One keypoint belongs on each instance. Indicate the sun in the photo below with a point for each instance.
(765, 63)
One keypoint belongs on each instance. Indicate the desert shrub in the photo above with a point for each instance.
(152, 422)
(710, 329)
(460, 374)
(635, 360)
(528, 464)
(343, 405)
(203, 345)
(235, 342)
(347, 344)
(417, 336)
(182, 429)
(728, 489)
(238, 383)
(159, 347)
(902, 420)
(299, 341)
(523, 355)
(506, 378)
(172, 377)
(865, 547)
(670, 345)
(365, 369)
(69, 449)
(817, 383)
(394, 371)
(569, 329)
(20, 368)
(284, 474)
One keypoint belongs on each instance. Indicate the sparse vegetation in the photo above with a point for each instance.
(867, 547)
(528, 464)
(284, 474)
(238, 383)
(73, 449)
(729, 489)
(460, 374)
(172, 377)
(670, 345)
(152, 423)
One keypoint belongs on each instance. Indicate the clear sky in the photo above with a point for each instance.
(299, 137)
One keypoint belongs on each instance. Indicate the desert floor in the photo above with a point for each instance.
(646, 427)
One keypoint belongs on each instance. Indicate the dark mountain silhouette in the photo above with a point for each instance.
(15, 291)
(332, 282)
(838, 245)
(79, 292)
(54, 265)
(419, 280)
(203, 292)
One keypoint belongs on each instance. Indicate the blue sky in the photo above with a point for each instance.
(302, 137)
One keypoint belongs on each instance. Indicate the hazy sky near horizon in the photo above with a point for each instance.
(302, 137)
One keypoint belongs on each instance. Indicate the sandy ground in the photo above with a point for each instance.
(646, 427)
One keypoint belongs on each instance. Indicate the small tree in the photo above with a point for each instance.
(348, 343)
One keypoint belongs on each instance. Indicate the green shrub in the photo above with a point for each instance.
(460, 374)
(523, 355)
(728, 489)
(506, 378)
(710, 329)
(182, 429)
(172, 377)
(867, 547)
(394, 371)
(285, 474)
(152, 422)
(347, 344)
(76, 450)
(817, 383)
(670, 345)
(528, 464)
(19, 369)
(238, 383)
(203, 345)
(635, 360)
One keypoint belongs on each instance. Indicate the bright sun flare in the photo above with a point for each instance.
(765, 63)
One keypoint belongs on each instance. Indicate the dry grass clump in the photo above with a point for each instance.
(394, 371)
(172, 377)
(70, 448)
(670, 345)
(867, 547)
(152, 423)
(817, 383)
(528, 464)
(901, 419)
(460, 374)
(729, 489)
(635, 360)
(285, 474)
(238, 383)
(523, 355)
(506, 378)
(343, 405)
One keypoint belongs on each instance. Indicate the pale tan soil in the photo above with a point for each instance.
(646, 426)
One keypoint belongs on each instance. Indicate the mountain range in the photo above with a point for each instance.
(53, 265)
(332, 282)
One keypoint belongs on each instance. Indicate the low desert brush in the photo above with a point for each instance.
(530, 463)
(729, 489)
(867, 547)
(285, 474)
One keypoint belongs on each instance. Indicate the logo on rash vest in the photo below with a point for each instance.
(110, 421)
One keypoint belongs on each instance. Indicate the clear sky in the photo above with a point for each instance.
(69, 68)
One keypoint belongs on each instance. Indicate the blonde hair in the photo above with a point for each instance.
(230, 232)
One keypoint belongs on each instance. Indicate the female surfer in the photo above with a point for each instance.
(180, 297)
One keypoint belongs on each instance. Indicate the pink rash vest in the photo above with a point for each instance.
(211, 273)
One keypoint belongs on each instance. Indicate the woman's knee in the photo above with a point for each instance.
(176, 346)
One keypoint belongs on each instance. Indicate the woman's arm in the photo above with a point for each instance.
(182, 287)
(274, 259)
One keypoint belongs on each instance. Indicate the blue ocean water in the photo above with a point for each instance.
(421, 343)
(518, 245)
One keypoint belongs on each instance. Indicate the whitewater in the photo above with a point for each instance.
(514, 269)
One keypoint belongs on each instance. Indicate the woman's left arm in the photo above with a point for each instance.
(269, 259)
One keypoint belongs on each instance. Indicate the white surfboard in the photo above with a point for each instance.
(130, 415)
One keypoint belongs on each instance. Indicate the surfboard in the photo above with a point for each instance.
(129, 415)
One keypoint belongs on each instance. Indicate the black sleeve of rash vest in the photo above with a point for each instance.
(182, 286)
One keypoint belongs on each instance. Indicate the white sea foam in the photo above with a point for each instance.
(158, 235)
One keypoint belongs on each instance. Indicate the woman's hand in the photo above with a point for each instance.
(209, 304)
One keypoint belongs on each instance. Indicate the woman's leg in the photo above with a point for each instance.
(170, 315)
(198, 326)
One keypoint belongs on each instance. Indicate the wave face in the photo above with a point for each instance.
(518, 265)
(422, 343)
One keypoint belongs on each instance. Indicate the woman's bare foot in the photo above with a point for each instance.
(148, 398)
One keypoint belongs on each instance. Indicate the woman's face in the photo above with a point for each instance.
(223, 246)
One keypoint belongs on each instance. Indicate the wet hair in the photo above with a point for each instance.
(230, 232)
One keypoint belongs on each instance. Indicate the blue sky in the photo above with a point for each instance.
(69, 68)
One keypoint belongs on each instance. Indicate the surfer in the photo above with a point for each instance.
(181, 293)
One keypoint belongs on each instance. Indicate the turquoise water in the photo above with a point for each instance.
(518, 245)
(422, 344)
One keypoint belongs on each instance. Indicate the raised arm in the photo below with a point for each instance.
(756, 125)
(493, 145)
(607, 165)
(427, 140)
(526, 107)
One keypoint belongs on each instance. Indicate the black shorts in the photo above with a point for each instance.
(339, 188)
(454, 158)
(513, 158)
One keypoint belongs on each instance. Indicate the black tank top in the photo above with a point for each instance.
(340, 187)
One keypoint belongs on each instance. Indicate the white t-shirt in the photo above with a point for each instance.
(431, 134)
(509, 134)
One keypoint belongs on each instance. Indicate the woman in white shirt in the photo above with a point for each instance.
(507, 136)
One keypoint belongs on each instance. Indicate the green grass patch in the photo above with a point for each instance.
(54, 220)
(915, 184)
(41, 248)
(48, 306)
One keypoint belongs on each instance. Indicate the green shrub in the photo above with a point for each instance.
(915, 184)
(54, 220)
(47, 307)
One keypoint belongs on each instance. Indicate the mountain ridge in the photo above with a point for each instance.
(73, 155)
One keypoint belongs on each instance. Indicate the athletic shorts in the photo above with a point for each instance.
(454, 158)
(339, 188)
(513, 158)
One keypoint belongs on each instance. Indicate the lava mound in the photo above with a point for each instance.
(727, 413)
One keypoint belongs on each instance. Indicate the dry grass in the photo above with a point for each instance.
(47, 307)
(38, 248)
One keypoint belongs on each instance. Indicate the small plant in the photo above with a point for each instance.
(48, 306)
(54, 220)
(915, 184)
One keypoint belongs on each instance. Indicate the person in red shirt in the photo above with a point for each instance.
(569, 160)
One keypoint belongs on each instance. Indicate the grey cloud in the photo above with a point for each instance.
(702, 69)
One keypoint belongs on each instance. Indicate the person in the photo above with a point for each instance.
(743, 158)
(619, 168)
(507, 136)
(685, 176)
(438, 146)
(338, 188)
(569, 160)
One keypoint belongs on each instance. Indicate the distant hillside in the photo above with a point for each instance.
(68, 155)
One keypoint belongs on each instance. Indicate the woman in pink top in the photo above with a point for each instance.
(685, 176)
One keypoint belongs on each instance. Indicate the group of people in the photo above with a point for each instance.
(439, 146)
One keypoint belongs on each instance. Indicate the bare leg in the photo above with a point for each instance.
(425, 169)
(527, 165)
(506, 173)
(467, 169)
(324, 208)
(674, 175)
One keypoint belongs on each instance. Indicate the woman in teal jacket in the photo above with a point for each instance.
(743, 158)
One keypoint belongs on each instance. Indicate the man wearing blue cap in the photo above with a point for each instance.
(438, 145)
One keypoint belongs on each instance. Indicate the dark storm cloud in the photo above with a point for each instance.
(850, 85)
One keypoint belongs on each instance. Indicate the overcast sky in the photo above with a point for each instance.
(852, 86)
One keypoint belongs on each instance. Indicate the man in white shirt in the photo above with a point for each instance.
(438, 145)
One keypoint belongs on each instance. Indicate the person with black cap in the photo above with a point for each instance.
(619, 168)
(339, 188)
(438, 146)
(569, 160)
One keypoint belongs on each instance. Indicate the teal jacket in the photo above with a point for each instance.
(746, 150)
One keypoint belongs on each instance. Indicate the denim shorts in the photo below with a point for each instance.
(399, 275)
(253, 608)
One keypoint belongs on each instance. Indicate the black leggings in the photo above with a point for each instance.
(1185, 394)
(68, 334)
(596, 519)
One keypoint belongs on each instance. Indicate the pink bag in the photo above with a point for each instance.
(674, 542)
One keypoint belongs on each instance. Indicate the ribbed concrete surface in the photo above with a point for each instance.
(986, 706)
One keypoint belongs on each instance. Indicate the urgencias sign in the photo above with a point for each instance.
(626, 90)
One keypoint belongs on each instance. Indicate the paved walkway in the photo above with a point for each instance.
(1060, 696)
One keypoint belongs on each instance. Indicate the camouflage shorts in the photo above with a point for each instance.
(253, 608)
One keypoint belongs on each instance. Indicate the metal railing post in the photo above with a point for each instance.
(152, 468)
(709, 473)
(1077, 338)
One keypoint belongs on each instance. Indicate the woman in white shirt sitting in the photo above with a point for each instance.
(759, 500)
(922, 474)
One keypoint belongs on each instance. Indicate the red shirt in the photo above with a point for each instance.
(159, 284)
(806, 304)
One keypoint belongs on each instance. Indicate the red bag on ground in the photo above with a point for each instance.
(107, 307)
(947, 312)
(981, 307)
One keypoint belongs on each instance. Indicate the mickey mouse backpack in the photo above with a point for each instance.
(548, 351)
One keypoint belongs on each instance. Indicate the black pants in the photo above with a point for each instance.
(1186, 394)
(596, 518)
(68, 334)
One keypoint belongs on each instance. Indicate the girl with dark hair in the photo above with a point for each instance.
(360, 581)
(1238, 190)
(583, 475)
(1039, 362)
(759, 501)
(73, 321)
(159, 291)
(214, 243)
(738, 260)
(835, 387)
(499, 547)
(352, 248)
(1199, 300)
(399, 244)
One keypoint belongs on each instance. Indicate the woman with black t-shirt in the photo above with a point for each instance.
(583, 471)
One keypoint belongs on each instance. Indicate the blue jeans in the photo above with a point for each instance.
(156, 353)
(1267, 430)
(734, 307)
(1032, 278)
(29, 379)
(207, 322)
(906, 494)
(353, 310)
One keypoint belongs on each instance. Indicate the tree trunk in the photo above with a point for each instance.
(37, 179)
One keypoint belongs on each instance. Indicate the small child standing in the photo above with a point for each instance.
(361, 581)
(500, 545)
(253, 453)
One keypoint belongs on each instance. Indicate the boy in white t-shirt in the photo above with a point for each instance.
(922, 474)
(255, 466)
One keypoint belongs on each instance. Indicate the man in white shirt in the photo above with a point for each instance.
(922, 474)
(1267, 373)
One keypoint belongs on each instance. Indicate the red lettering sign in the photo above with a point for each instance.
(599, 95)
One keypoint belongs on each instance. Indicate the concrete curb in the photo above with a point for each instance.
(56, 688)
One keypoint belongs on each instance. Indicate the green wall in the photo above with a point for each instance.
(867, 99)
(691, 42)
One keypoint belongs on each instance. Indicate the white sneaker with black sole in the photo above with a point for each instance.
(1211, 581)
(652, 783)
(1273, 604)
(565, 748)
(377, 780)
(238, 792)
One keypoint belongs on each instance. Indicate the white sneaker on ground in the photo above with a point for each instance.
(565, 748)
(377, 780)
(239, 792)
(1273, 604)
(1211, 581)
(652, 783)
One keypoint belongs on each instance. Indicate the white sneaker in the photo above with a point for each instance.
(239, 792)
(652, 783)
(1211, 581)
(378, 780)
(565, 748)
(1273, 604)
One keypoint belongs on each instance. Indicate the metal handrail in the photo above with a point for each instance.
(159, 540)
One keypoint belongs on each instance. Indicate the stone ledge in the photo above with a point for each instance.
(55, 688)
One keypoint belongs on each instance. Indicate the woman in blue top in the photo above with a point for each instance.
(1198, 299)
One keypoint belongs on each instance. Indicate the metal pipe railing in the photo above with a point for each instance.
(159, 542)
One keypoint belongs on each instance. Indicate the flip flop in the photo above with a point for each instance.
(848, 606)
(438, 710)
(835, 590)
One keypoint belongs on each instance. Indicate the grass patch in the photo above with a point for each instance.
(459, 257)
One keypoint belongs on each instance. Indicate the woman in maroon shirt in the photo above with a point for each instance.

=====

◆ What needs to be done ◆
Copy, character for character, the lines from the line that holds "One keypoint belongs on each instance. Indicate the metal pipe" through the final line of the records above.

◆ Answer for this exercise ◆
One keypoint belongs on each instance. Indicate the metal pipe railing in the photo above with a point for each instance.
(159, 542)
One keypoint belongs on each instance. Indicate the flip flop in the photo above with a point for each instance.
(848, 606)
(438, 710)
(835, 590)
One keypoint belongs on each instance. Indicate the grass patch in the photo above with a point for each instance.
(459, 257)
One keypoint belongs on each instance. Indicate the woman in maroon shirt in the photo above with a point for each instance.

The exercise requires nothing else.